* **EXERCISE TEXT**:
# # #

Monday, December 15, 2014

The Eternal Optimist

Minister Paul Williams once described the Disneyfication of American culture as Disney taking the bite out of children’s literature. He suggested that when Disney finished with a classic story, little of the original remains.By his definition, it might mean J. M. Barrie’s Peter Pan is no longer a sweet boy and “It is only the gay and innocent and heartless who can fly.” Or as Thomas De Zengotita suggested in Mediated: How The Media Shapes Your World and the Way You Live in It, the key word becomes heartless.

Williams suggested a trip to the playground quickly reveals this lack of heart, children being by nature self-centered and heartless.  We reacted in horror when we saw this play out a few days ago as we watched an adolescent Tulalip Indian lad, who as far as anyone knew, was an angry, confused, mixed up adolescent, and who seemingly lacked adequate moral foundations. The boy invited his friends to join him at his school lunch table so he could take them with him as he killed himself.

One invited guest declined for personal reasons. That pastoral family of one of our ministers still rejoices beause their daughter is still alive. What do we do with a culture that chooses to be gay, innocent, and heartless, while continuing to beckon future generations to join them in their self-absorbed lifestyles?

# # #

* **EXERCISE DATA**:
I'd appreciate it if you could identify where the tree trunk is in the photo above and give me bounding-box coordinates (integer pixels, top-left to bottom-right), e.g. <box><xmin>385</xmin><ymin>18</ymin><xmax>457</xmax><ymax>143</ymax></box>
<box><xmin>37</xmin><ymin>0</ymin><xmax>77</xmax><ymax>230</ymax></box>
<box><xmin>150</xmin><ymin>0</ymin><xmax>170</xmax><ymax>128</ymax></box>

# # #

* **PROBLEM TO SOLVE**: Please transcribe the passage of the blog post from "Monday, December 15, 2014" to "word becomes heartless." word for word, keeping its spelling and punctuation unchanged.

* **ANSWER TO THIS PROBLEM**:
Monday, December 15, 2014

The Eternal Optimist

Minister Paul Williams once described the Disneyfication of American culture as Disney taking the bite out of children’s literature. He suggested that when Disney finished with a classic story, little of the original remains.By his definition, it might mean J. M. Barrie’s Peter Pan is no longer a sweet boy and “It is only the gay and innocent and heartless who can fly.” Or as Thomas De Zengotita suggested in Mediated: How The Media Shapes Your World and the Way You Live in It, the key word becomes heartless.